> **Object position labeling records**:
---+---

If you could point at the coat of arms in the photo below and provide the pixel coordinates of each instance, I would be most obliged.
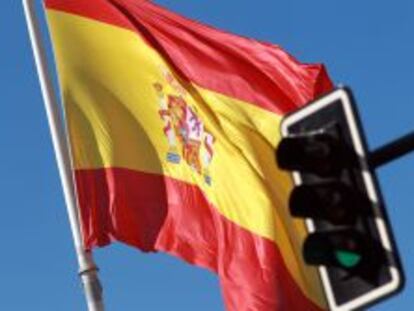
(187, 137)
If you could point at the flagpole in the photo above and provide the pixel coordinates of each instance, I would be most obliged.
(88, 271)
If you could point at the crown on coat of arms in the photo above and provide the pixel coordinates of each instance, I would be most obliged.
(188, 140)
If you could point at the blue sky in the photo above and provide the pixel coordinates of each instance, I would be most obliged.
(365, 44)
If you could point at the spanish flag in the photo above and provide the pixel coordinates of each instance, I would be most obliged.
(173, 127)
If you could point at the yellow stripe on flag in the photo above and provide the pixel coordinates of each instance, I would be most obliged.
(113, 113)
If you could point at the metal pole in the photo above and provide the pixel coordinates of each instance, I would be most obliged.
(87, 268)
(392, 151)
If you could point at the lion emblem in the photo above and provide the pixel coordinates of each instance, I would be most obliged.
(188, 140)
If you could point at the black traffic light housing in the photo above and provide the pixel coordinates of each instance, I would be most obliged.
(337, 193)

---+---

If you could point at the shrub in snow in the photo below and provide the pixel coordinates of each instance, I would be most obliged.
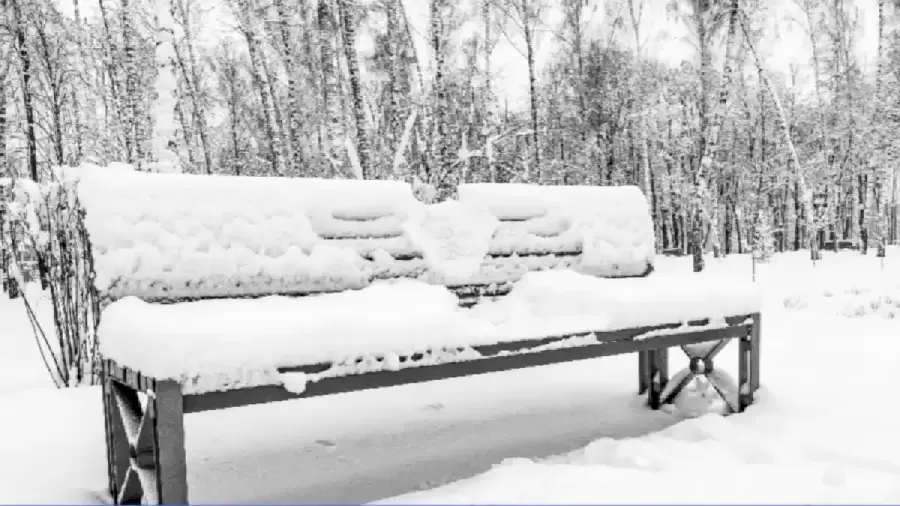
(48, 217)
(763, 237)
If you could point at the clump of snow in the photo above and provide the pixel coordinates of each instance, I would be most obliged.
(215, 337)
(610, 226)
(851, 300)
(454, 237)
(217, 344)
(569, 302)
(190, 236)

---+---

Count the lines in the records above that contain the word "snow". Reply with the number alone.

2